2022年03月27日

 ウクライナに核があったらロシアは攻めたか?B

 ●民主主義を叫ぶ日本人が理解できない祖国愛
 ゼレンスキー大統領の国会演説のあと、橋下徹はこう吼えた。
「ウクライナ国民が生命をかけてたたかうこの戦争に合理性はあるのか」
 どこかで聞いたセリフである。
「男系男子のみが皇位を継承できる皇室典範に合理性(論理必然)があるのか」
 山尾志桜里元衆議院議員(民進党政調会長)が放った一言だった。
 テレビ(「サンデー・ジャポン」)は杉村太蔵に「片方の国(ウクライナ)に加担するのは日本の外交として正しいのか」といわせたが、この男は、母子を死なせた池袋の交通事故で、被告飯塚幸三(旧通産省幹部)に同調して「無罪を主張するのは民主主義のイロハ」といってのけている。
 かと思えば、身障者を国会に送りこむことが民主主義と思いこんでいる衆議院議員の山本太郎は、ゼレンスキー大統領の国会演説に「違和感がある」とのべた。幼児性のつよいかれらには、愛国心や祖国愛、同胞愛、命をかけて国をまもろうとするウクライナ人の合理性をこえた精神や文化を理解できないのである。
 多くの識者が、10倍の軍事力と核弾頭を六千発もつロシアにウクライナが勝てるわけはないと語った。首都キエフの陥落も3日もあれば十分と断言した軍事専門家もいた。
 ところが、ウクライナは、数千人の民間人を虐殺されながら、死に物狂いに闘って、開戦の一か月後、ロシア軍を首都キエフの東35キロの地点まで押し返すなど、各戦線で、ロシア軍を撃破しつつある。
 ウクライナ人もウクライナ兵も「われわれはいくら同胞が殺されても、町を破壊されても負けない」と決意をのべ、キエフのクリチコ市長は「(ロシア兵を)キエフには入れさせない。服従して奴隷になるなら死をえらぶ」と宣言した。
 ウクライナは、合理性や論理必然をこえて、ロシアの侵略から祖国をまもるために命がけでたたかっているのである。

══════════

[出題内容 A]
ウクライナ侵攻の論説について、次の問いに答えよ。
(i) ロシアがもつ核弾頭は何発とされているか。
(ii) 開戦の一か月後、ウクライナはロシア軍をどの地点まで押し返したか。
(iii) キエフのクリチコ市長は、服従して奴隷になるなら何をえらぶと宣言したか。
[出題内容 B] ウクライナ侵攻の論説に名前が出てくる人物を、すべて書き出せ。
[出題内容 C] ウクライナ侵攻の論説を、最後の文のあとから書き継げ。

══════════

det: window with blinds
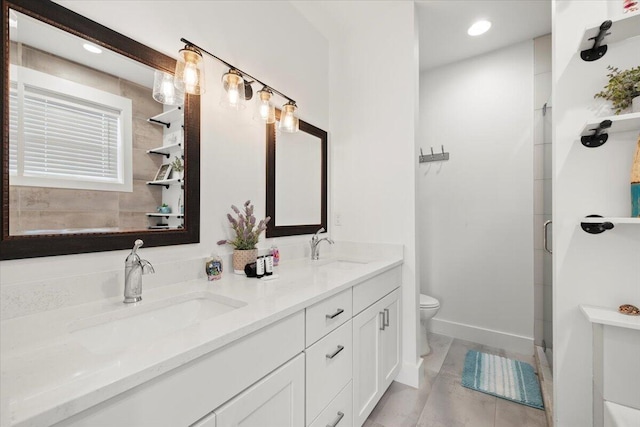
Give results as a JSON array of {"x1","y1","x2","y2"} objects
[{"x1": 9, "y1": 67, "x2": 131, "y2": 191}]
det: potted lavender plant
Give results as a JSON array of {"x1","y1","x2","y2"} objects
[{"x1": 218, "y1": 200, "x2": 271, "y2": 274}]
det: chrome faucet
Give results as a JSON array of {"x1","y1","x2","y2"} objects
[
  {"x1": 124, "y1": 239, "x2": 155, "y2": 303},
  {"x1": 309, "y1": 227, "x2": 333, "y2": 261}
]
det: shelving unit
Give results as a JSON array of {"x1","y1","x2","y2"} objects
[
  {"x1": 147, "y1": 142, "x2": 182, "y2": 159},
  {"x1": 147, "y1": 178, "x2": 182, "y2": 189},
  {"x1": 578, "y1": 13, "x2": 640, "y2": 61},
  {"x1": 147, "y1": 212, "x2": 184, "y2": 218},
  {"x1": 147, "y1": 107, "x2": 182, "y2": 129}
]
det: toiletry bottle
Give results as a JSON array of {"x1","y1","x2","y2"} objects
[
  {"x1": 205, "y1": 253, "x2": 222, "y2": 280},
  {"x1": 271, "y1": 245, "x2": 280, "y2": 267},
  {"x1": 264, "y1": 254, "x2": 273, "y2": 276},
  {"x1": 256, "y1": 256, "x2": 264, "y2": 279}
]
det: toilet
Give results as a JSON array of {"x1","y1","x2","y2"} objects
[{"x1": 420, "y1": 294, "x2": 440, "y2": 356}]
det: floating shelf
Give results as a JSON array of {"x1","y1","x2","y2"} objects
[
  {"x1": 578, "y1": 13, "x2": 640, "y2": 60},
  {"x1": 147, "y1": 212, "x2": 184, "y2": 218},
  {"x1": 147, "y1": 143, "x2": 182, "y2": 159},
  {"x1": 580, "y1": 217, "x2": 640, "y2": 225},
  {"x1": 147, "y1": 178, "x2": 182, "y2": 188},
  {"x1": 580, "y1": 305, "x2": 640, "y2": 331},
  {"x1": 147, "y1": 107, "x2": 182, "y2": 128},
  {"x1": 580, "y1": 113, "x2": 640, "y2": 148}
]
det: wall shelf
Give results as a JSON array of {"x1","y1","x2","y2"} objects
[
  {"x1": 147, "y1": 143, "x2": 182, "y2": 159},
  {"x1": 580, "y1": 305, "x2": 640, "y2": 331},
  {"x1": 578, "y1": 13, "x2": 640, "y2": 61},
  {"x1": 147, "y1": 107, "x2": 182, "y2": 128},
  {"x1": 580, "y1": 113, "x2": 640, "y2": 148},
  {"x1": 147, "y1": 178, "x2": 182, "y2": 189},
  {"x1": 146, "y1": 212, "x2": 184, "y2": 218}
]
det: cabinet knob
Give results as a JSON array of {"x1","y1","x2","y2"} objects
[
  {"x1": 325, "y1": 308, "x2": 344, "y2": 319},
  {"x1": 327, "y1": 411, "x2": 344, "y2": 427},
  {"x1": 326, "y1": 345, "x2": 344, "y2": 359}
]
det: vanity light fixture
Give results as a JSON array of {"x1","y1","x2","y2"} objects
[
  {"x1": 174, "y1": 38, "x2": 298, "y2": 132},
  {"x1": 82, "y1": 43, "x2": 102, "y2": 53},
  {"x1": 467, "y1": 20, "x2": 491, "y2": 37},
  {"x1": 253, "y1": 86, "x2": 276, "y2": 124}
]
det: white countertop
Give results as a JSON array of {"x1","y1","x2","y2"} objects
[
  {"x1": 580, "y1": 305, "x2": 640, "y2": 330},
  {"x1": 0, "y1": 250, "x2": 402, "y2": 427}
]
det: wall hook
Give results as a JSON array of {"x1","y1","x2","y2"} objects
[{"x1": 580, "y1": 120, "x2": 612, "y2": 148}]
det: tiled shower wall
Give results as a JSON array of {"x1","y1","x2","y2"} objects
[
  {"x1": 9, "y1": 43, "x2": 163, "y2": 234},
  {"x1": 533, "y1": 35, "x2": 553, "y2": 348}
]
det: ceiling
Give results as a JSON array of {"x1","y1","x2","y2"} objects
[{"x1": 416, "y1": 0, "x2": 551, "y2": 71}]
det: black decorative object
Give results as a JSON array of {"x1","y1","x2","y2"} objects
[
  {"x1": 580, "y1": 21, "x2": 613, "y2": 62},
  {"x1": 580, "y1": 215, "x2": 613, "y2": 234},
  {"x1": 580, "y1": 120, "x2": 612, "y2": 148}
]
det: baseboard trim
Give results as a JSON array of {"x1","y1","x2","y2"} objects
[
  {"x1": 429, "y1": 318, "x2": 533, "y2": 355},
  {"x1": 395, "y1": 357, "x2": 424, "y2": 388}
]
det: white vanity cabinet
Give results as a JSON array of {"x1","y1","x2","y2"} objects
[
  {"x1": 353, "y1": 289, "x2": 400, "y2": 427},
  {"x1": 192, "y1": 354, "x2": 304, "y2": 427}
]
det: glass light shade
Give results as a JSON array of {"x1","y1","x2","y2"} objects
[
  {"x1": 220, "y1": 70, "x2": 246, "y2": 110},
  {"x1": 153, "y1": 70, "x2": 184, "y2": 105},
  {"x1": 173, "y1": 46, "x2": 205, "y2": 95},
  {"x1": 278, "y1": 102, "x2": 299, "y2": 133},
  {"x1": 253, "y1": 88, "x2": 276, "y2": 124}
]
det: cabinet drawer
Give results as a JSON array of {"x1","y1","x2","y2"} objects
[
  {"x1": 353, "y1": 267, "x2": 402, "y2": 316},
  {"x1": 306, "y1": 320, "x2": 353, "y2": 424},
  {"x1": 306, "y1": 288, "x2": 352, "y2": 347},
  {"x1": 309, "y1": 382, "x2": 353, "y2": 427}
]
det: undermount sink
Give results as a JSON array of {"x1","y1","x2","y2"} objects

══════════

[解答 A]
(i) 六千発
(ii) 首都キエフの東35キロの地点
(iii) 死

[解答 B] ゼレンスキー大統領、橋下徹、山尾志桜里、杉村太蔵、飯塚幸三、山本太郎、クリチコ市長

[解答 C]
 ●ウクライナ人の士気に敗北したロシア軍
 一方、ロシア兵の士気の低下がいちじるしい。ぬかるみにハマった数百台の戦車を捨てて逃亡したのは、動けなくった戦車にイギリスから補給された対戦車砲が浴びせかけられるからである。
 5000人の住民がロシアに連行されたマリウポリでは、ロシアの攻勢がつたえられるが、キエフやマカリフ、イルピンでは、ウクライナ軍が、ほぼ全域を取り返したほか、ロシア海軍がおさえたベルジャンシク港ではウクライナ軍がロシアの揚陸艦を完全破壊して、他のロシア軍艦を敗走させた。
 ロシア軍の戦死者は、1万2千人をこえ、戦車損失400台以上、航空機も100機以上、撃墜されている。ウクライナのスティンガー地対空ミサイルの命中率は抜群で、ウクライナは、同ミサイルをまだ1000基ももっている。
 ロシアの全将校20人余のうち7人が戦死したのは、米英の特殊部隊による作戦で、10回をこえる「ゼレンスキー暗殺隊」の襲撃を予知して撃退したのもこのチームだった。
 
 ●ウクライナとNATO、ロシアと中国という構図
 ウクライナが優勢に立ったといっても、世界で2番目の軍事大国、ロシアがかんたんに敗退すると見るのも早計である。ベラルーシ軍(2万)が参戦してくるとキエフがふたたび危機に陥る。
 NATOは、2014年のロシアによるクリミア併合を機に、バルト三国やポーランドに多国籍部隊を常設している。これにくわえ、今回、新たに、ブルガリア、ルーマニア、ハンガリー、スロバキアの4か国にNATO戦闘部隊を配置した。
 ウクライナに隣接する8か国の兵力の合計は、ポーランドの12万を筆頭にルーマニア7万などの合計30万余で、兵力数ではNATOがロシアの優位に立った。
 だが、第三次世界大戦への懸念から、ポーランドがもとめているウクライナ派兵までは踏み切れていない。
 したがって、経済制裁に重点を置かざるをえないが、ここで問題になるのがロシアを支援する中国のスタンスである。
 ロシアの国家予算は35兆円で、ウクライナ戦争で、1日2兆円以上という巨額の戦費がかかっている。このペースで戦争をすすめてゆくと一か月後にはロシアがなくなっている(木村太郎)計算だが、そうならないのは、バックに中国がついているからである。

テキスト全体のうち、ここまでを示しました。